What is expected.
Update the passage on the case against Marino from "Many of the" to "and addictive drugs.", replacing "drug mules" with "couriers".

The original indictment against Marino said that of the roughly 1.06 million controlled-substance pills for which she issued prescriptions between September 2018 and August 2019, 518,000 were hydrocodone pills, 65,000 were oxycodone pills, and approximately 416,000 were carisoprodol pills.

Many of the purported patients who obtained prescriptions from Marino's cash-only clinic were effectively drug mules sent her way by traffickers who subsequently peddled the drugs on the street, according to court documents and evidence presented at trial.

This grift proved lucrative.

The Justice Department claimed that Marino — who is supposedly an addiction specialist — received over $400,000 from Angels Clinica's owners both for writing prescriptions that lacked a legitimate medical purpose and for doing so outside the usual course of professional practice.

Evidence shown at trial suggested that Marino rarely if ever encountered a patient for whom she wouldn't prescribe dangerous and addictive drugs.

Extracted records
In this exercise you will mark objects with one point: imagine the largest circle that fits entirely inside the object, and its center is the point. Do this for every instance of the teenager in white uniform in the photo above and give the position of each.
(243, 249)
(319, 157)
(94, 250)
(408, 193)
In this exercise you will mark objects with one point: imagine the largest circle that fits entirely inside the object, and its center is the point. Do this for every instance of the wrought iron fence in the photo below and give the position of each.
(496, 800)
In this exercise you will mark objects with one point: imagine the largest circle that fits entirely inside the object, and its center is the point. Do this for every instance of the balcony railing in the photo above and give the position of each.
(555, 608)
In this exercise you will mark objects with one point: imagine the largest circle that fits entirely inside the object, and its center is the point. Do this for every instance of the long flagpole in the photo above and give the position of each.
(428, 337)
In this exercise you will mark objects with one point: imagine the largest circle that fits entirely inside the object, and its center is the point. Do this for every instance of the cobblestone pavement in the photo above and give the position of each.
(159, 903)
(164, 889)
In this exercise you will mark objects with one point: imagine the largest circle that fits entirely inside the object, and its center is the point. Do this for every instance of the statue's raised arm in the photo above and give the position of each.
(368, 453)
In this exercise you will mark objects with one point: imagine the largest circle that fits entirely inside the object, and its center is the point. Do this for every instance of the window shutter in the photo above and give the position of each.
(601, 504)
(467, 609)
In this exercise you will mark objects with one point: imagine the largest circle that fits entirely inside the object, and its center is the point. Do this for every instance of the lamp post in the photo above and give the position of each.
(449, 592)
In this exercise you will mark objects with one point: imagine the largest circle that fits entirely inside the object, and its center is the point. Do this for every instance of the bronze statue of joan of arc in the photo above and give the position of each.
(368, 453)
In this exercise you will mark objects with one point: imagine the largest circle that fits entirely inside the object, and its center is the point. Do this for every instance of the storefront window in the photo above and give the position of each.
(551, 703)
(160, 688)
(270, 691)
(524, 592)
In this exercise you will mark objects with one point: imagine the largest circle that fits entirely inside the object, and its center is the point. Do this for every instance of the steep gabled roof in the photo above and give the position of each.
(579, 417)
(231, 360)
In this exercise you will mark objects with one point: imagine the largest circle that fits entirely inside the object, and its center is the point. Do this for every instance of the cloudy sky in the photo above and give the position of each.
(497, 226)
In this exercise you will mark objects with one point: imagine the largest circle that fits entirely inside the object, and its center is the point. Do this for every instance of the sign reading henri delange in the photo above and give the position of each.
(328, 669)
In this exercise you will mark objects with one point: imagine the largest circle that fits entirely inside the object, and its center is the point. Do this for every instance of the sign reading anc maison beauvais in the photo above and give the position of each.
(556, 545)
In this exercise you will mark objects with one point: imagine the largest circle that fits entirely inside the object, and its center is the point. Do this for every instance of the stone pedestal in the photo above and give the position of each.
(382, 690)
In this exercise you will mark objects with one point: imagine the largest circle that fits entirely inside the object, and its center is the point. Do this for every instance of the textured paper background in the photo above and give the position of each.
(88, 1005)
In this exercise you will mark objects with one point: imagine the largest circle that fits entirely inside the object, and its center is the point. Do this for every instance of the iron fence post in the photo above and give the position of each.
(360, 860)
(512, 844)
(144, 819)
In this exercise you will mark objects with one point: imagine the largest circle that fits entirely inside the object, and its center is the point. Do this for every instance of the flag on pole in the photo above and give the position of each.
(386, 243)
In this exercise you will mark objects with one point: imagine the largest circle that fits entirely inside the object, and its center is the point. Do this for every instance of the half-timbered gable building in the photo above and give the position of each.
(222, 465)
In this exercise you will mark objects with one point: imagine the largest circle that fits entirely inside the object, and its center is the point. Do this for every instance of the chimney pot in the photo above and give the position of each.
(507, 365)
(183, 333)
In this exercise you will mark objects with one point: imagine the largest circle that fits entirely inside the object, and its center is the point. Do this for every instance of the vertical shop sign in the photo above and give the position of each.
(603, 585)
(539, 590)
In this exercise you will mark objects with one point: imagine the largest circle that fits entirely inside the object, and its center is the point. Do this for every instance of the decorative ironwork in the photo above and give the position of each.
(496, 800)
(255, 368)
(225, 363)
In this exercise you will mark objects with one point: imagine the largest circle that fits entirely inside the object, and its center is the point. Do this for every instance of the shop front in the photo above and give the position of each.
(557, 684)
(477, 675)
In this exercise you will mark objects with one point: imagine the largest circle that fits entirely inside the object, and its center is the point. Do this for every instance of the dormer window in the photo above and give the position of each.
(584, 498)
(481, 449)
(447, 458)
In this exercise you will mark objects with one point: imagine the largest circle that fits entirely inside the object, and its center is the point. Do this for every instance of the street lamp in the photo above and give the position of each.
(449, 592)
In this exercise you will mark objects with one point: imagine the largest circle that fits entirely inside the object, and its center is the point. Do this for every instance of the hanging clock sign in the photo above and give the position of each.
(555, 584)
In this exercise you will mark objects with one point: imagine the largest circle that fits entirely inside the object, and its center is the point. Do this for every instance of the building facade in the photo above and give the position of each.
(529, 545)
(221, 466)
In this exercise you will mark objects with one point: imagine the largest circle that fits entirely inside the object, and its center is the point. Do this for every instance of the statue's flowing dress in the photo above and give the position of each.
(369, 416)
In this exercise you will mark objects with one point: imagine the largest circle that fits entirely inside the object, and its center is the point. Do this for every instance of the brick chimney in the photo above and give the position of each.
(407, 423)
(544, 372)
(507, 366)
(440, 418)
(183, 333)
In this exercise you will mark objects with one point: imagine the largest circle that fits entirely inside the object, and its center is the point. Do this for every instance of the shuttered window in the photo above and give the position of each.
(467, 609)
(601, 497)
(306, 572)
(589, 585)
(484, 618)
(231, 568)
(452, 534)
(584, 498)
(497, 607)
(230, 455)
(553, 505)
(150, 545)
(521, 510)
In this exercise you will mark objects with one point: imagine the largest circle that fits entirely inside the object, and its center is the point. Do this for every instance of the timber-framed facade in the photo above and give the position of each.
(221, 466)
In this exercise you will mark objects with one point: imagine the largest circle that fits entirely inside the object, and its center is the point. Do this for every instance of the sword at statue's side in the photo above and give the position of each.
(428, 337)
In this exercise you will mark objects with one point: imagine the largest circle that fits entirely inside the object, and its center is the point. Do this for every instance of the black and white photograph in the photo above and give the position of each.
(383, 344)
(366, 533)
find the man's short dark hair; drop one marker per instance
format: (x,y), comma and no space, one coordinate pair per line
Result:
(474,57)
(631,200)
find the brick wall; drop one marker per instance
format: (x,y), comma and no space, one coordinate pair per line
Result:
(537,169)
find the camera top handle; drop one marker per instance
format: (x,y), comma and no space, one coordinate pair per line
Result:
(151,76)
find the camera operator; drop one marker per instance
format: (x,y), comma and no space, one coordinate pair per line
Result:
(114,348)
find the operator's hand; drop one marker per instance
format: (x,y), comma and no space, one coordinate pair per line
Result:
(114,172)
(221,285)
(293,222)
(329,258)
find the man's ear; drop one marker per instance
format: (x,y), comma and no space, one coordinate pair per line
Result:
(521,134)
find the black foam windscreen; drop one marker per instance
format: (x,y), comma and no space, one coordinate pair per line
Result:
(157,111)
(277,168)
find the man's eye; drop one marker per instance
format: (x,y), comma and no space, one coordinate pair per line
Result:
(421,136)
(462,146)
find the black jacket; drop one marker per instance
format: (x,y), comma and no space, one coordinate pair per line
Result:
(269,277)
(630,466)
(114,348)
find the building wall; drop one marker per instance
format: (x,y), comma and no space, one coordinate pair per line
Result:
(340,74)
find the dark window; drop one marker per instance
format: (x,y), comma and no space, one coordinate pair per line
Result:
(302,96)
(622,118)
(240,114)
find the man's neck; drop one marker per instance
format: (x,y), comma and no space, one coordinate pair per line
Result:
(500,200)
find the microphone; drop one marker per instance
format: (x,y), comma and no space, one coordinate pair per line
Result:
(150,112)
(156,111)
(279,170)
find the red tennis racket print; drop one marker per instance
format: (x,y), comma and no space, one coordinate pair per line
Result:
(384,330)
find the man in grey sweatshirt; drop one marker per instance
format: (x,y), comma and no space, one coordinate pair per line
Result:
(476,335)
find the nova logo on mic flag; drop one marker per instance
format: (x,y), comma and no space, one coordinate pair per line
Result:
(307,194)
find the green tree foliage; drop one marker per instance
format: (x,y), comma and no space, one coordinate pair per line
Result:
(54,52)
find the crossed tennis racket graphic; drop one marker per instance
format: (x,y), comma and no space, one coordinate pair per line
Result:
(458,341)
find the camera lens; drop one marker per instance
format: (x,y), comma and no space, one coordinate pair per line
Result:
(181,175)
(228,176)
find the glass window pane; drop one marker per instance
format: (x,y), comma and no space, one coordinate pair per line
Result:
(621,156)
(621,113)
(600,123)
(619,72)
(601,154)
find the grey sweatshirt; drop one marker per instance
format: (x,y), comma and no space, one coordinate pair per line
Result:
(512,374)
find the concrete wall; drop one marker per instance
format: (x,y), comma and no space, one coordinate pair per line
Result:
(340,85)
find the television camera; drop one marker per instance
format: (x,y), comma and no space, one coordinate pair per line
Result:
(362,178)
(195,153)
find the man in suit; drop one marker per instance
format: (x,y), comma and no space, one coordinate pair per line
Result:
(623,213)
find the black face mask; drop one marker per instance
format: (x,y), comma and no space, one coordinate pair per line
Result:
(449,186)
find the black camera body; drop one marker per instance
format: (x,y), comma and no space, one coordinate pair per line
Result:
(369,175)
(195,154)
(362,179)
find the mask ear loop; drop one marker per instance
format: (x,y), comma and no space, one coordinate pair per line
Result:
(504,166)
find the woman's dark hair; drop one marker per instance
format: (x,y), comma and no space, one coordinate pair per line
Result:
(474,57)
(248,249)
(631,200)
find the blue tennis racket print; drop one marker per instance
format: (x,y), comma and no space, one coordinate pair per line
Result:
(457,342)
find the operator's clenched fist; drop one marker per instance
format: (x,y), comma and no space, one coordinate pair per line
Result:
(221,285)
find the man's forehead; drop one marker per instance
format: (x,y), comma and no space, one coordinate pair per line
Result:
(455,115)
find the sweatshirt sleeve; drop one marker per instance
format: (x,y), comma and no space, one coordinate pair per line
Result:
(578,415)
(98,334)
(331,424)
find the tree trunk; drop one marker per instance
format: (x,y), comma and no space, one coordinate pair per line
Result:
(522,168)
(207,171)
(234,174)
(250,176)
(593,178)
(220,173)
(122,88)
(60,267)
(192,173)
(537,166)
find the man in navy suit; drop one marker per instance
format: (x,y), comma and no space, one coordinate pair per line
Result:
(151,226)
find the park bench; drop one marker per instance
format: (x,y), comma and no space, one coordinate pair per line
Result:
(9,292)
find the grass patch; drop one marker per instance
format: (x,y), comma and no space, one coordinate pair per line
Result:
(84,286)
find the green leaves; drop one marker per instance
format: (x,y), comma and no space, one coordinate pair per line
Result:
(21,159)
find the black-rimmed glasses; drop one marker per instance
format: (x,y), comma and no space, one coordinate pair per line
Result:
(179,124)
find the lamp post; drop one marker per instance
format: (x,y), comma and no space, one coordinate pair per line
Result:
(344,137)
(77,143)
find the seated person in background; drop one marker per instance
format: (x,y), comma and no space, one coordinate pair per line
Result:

Completed task.
Many of the purported patients who obtained prescriptions from Marino's cash-only clinic were effectively couriers sent her way by traffickers who subsequently peddled the drugs on the street, according to court documents and evidence presented at trial.

This grift proved lucrative.

The Justice Department claimed that Marino — who is supposedly an addiction specialist — received over $400,000 from Angels Clinica's owners both for writing prescriptions that lacked a legitimate medical purpose and for doing so outside the usual course of professional practice.

Evidence shown at trial suggested that Marino rarely if ever encountered a patient for whom she wouldn't prescribe dangerous and addictive drugs.